───── Data listing ─────

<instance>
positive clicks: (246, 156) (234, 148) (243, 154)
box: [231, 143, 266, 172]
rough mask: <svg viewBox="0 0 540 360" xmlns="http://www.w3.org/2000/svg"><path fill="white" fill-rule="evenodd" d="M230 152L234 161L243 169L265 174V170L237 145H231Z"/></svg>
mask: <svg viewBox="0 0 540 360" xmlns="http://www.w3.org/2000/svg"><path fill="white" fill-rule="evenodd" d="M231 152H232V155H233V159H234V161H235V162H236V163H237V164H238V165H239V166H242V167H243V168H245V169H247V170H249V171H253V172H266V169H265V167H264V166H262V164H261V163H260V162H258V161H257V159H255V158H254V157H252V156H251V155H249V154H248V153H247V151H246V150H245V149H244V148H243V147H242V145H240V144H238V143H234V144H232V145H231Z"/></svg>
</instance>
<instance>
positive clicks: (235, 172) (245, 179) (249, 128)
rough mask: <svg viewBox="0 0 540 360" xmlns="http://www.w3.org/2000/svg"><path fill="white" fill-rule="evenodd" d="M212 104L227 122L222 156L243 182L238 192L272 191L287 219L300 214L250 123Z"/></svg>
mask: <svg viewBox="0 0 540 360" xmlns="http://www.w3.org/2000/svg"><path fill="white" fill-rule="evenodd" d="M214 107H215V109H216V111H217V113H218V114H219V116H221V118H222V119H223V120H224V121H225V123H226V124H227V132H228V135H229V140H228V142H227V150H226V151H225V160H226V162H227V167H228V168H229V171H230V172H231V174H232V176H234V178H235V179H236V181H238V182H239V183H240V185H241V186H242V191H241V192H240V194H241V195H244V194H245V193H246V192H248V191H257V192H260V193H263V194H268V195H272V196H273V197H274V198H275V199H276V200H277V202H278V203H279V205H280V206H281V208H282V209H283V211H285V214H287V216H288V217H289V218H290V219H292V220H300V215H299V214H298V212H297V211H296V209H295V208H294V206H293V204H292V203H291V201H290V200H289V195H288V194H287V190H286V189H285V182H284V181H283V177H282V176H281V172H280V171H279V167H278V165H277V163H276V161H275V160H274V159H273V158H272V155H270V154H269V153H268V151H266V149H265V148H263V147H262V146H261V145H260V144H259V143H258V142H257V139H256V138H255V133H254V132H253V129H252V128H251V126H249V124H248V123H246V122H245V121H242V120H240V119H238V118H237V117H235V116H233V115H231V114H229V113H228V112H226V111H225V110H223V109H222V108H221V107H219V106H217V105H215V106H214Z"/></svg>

─────

**Exercise prompt**
Which lines of the records above contain the word "clicks"? Show each of them.

**Task response**
positive clicks: (246, 156) (234, 148) (243, 154)
positive clicks: (235, 172) (245, 179) (249, 128)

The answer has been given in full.